- 任務要求:
下面這篇寫陳瑞燕教授的文字停在最後一句，請從那句之後接著寫下去。

- 節錄原文:
◆ ◆ ◆

香港熱了,中文大學12月還在落葉。崇基前展開的大路,早晨空氣甚好。落葉漸多,不久就該染黃走道。樹下看了好一會,才到陳瑞燕教授辦公室門外等她。這位修行、學武的科學家,看到落葉不知會說什麼呢。
陳教授的「禪武醫」有名。她是德建禪師的弟子,開班、演講、著書,傳揚少林千年來的學問。你看她穿中山裝,不會訝異她學了二十幾年中國功夫。但「I am more than 禪武醫」,教授說。「我是科學家,和老師。」
房間裏有一張照片,黑白照,在書架上與她相對。「這是我 Mentor。」她一邊在辦公室進出,取水沏茶,一邊答記者問。他神態敦雅,就如想像之中,黑白照那年代的學者。

◆ ◆ ◆

[指點紀錄]
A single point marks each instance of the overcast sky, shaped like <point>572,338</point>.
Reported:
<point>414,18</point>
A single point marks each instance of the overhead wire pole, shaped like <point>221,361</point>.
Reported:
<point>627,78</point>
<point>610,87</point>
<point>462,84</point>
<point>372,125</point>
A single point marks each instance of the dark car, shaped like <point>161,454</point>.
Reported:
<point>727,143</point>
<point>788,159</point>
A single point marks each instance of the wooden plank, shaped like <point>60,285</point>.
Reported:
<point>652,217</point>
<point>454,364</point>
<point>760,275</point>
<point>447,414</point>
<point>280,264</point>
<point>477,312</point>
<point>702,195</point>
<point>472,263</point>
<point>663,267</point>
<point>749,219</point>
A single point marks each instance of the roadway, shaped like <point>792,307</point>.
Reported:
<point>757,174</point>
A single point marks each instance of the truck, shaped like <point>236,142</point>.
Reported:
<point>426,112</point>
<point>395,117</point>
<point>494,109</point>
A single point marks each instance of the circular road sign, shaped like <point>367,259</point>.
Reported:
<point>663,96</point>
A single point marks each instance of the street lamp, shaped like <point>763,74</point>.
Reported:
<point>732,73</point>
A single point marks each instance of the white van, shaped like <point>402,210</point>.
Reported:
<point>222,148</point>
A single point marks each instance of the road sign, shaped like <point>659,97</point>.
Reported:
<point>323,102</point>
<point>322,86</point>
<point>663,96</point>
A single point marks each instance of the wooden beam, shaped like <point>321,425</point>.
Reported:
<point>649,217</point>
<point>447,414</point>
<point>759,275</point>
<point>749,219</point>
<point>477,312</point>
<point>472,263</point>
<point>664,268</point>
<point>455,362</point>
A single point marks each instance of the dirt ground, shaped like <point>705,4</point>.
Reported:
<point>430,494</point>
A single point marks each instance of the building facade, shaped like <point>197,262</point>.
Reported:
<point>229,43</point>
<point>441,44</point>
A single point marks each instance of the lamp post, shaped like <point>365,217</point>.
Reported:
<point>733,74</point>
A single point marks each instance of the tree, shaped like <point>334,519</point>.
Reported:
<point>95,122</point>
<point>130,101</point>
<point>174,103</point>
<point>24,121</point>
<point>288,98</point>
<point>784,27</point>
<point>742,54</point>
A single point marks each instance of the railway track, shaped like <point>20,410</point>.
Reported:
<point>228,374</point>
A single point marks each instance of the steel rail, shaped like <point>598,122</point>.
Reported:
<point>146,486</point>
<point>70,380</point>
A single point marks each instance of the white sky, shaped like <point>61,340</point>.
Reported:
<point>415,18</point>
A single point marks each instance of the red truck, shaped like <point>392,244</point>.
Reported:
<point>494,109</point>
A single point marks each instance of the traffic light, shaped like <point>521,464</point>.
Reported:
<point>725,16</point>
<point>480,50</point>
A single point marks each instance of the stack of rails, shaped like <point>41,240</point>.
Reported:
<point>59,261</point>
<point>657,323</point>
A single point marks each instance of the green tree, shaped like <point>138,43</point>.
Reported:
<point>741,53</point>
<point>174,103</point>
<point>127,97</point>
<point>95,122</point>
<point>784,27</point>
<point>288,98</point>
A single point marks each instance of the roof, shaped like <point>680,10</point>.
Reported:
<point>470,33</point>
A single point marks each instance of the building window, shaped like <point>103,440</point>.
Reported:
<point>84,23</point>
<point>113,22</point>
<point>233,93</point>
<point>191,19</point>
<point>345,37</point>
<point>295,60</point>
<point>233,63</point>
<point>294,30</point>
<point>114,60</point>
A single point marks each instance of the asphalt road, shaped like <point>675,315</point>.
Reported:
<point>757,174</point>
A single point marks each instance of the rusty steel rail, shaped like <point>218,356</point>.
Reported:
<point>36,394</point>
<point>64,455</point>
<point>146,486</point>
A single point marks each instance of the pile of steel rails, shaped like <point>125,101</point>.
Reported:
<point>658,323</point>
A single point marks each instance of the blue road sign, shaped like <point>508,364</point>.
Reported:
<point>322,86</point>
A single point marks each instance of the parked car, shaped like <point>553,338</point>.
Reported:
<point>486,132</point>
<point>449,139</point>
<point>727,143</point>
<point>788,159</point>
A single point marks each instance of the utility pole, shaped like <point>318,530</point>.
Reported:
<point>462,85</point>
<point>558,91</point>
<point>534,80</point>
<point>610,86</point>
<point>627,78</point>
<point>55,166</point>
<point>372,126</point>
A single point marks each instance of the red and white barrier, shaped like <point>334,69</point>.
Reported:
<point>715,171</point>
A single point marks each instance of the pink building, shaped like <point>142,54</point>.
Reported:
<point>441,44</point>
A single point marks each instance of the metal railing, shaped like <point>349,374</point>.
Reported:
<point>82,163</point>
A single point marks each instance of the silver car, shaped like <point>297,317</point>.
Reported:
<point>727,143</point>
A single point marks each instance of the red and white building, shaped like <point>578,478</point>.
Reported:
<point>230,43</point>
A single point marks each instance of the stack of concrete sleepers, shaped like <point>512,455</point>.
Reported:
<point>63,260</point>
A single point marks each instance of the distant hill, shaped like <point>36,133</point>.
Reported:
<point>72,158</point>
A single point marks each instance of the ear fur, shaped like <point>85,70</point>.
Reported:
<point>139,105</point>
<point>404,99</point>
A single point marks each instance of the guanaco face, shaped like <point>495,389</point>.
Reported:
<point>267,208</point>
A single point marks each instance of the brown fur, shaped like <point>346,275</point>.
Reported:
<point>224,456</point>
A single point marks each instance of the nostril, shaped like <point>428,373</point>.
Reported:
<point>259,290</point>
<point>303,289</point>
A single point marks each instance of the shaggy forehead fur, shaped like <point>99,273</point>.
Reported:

◆ ◆ ◆

- 回覆:
「這是無量山上的無塵。」她斟出茶來,好清。「不似你一般飲的普洱,對嗎?」飲生普洱,她說,是飲 after taste。茶過蘊存,甘甘甜甜。「飲普洱是飲這些,和修行一樣。」
Mentor,中文說「師傅」。大學研究院行師徒制,「師徒制的意思,是你的 Professor 不但教你做研究,還會教你如何做科學家,如何做人。跟一個不好的師傅,就只會做研究,不會做人。」
「沒有我的老師,我今天不會坐在這裏。沒有我的老師,我不會成為科學家,不會成為教授。」老師已經去世,她一直飲水思源。「當日如果不是他,我的生命不會如此。」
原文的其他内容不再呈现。